Start Records supplied

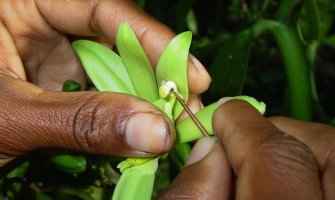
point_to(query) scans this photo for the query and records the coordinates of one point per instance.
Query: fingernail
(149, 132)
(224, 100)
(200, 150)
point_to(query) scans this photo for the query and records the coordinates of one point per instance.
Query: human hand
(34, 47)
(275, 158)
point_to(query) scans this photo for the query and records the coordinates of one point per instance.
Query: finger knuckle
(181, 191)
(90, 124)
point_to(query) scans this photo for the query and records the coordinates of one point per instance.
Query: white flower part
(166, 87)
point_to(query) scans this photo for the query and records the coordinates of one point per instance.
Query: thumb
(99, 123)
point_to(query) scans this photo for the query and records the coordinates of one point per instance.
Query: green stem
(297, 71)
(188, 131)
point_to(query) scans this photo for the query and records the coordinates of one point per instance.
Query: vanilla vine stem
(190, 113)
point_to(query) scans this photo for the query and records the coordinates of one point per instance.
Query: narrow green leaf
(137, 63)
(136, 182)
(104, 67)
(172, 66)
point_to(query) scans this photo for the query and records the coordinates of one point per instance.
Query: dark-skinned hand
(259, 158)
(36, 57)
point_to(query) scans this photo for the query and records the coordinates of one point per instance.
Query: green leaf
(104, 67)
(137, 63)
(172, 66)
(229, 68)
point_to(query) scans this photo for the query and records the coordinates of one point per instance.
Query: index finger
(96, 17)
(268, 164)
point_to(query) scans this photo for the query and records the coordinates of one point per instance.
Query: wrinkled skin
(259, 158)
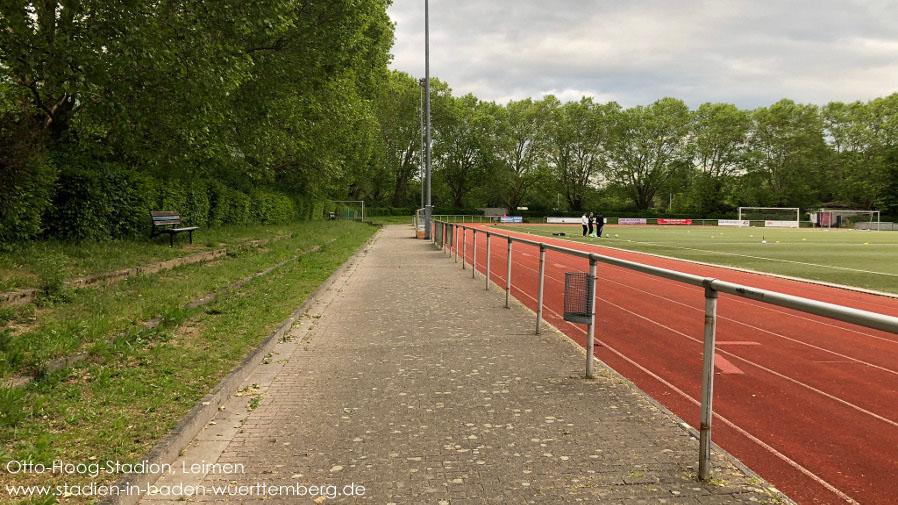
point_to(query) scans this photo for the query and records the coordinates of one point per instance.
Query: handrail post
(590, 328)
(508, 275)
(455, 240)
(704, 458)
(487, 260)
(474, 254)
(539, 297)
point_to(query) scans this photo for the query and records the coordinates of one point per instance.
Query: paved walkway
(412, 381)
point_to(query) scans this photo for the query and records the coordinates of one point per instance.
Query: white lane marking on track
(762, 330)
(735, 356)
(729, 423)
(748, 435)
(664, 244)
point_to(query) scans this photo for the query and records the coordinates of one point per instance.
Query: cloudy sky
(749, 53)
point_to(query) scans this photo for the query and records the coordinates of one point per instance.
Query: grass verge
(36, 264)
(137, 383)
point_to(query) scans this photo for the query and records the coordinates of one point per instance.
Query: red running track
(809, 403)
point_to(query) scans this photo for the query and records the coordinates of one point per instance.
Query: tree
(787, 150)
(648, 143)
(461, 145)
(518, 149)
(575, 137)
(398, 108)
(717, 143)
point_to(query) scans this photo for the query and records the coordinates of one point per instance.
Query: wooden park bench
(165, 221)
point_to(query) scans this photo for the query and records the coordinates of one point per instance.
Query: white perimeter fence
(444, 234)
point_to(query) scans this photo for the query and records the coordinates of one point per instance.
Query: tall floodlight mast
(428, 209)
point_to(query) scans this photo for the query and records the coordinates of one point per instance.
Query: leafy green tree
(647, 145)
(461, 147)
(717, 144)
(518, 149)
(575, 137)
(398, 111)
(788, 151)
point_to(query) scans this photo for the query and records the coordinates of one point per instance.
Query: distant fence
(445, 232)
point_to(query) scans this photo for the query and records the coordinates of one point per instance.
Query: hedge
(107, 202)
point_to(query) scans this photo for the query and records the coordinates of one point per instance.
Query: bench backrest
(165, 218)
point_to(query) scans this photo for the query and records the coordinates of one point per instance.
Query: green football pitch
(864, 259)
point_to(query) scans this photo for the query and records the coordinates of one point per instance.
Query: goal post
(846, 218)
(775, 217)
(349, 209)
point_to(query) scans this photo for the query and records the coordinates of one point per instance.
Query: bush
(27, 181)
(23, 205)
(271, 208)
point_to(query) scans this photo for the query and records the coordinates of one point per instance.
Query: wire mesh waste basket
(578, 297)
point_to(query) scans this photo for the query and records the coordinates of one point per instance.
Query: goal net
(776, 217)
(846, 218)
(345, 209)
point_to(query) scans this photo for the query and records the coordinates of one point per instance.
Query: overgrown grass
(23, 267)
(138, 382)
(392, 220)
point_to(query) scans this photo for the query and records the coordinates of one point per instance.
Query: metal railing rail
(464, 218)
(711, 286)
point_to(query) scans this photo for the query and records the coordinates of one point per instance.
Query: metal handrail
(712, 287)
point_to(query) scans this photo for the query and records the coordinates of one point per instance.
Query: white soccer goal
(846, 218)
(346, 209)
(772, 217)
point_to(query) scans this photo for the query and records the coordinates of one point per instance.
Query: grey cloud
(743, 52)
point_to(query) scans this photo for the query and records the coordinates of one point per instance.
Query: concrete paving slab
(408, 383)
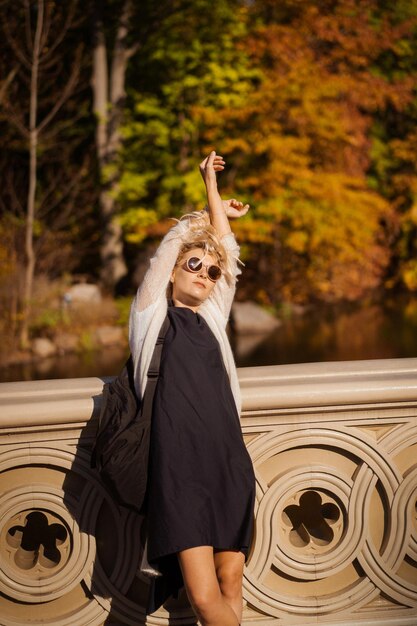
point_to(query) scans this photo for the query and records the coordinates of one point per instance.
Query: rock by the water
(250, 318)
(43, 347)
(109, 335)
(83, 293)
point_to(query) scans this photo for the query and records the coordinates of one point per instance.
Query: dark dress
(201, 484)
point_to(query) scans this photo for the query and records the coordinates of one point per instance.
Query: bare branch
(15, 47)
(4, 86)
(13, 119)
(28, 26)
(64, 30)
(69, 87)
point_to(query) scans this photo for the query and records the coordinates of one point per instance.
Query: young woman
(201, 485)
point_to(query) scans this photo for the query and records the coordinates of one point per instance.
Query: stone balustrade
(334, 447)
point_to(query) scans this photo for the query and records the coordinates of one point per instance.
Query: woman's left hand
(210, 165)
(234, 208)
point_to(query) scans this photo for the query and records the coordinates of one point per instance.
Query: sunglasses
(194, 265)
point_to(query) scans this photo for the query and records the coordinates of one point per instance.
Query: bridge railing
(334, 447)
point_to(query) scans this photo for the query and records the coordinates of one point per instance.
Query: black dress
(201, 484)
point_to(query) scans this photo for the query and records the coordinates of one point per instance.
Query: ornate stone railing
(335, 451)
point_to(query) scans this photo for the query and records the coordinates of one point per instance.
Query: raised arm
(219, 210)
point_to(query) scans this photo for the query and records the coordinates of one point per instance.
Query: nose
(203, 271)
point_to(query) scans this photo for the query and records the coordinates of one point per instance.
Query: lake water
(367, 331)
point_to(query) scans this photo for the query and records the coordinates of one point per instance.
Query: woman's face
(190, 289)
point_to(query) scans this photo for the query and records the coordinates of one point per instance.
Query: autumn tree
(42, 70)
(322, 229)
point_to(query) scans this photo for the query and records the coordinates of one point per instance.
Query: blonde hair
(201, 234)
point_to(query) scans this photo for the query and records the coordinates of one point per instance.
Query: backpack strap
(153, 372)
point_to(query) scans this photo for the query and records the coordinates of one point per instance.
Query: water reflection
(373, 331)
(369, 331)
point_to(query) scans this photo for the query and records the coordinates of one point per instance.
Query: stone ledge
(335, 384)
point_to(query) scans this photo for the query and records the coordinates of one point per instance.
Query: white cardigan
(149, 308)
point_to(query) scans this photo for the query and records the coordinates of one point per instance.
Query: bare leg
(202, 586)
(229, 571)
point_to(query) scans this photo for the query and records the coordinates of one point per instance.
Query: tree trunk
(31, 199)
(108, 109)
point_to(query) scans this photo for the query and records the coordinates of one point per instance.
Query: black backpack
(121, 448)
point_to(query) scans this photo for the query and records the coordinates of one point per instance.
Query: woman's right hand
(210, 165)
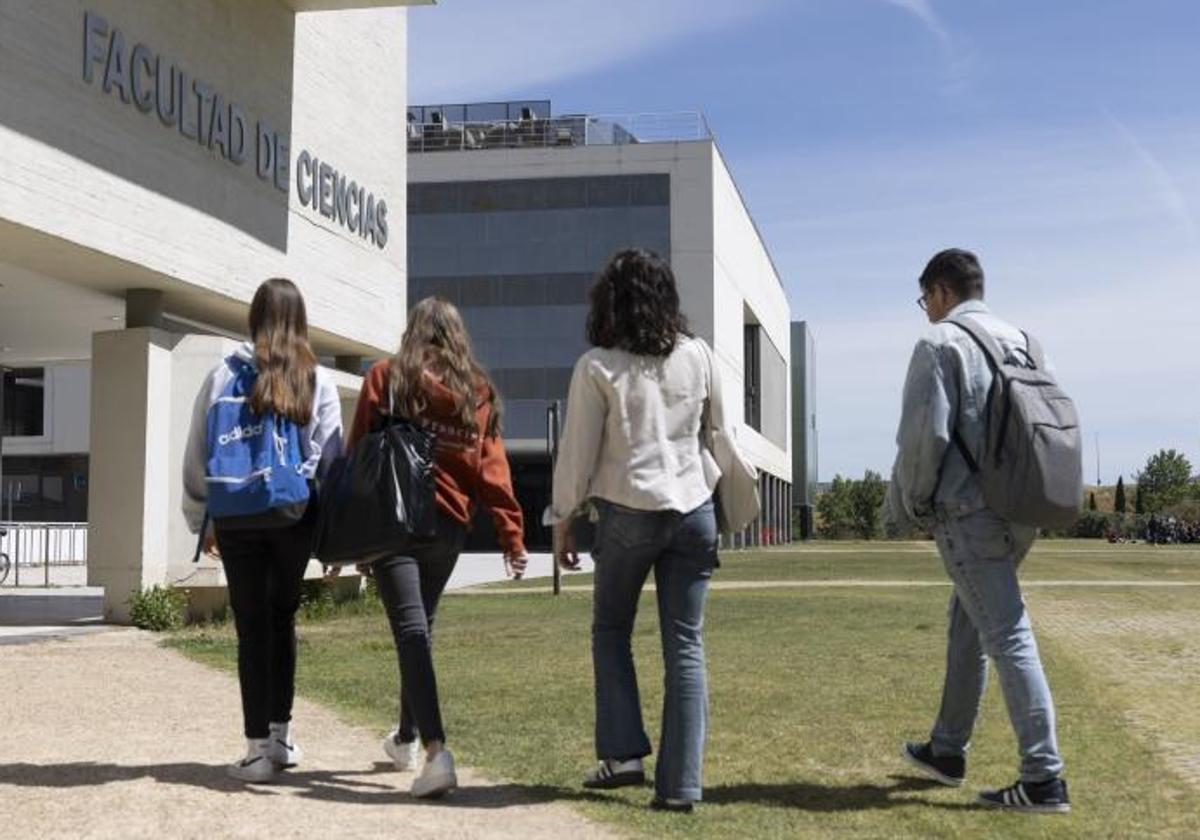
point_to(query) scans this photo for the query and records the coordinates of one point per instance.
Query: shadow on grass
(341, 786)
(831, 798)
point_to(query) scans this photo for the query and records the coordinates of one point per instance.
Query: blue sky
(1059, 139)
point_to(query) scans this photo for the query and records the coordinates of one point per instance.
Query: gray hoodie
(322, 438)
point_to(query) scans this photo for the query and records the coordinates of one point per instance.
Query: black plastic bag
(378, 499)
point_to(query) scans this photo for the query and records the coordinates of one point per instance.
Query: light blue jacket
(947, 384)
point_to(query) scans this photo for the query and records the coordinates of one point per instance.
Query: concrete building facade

End Records supplied

What you are asked to do. Pull out each line in the listing above that contains the word "water" and copy it.

Result.
Query: rock by the water
Query: lake water
Query: water reflection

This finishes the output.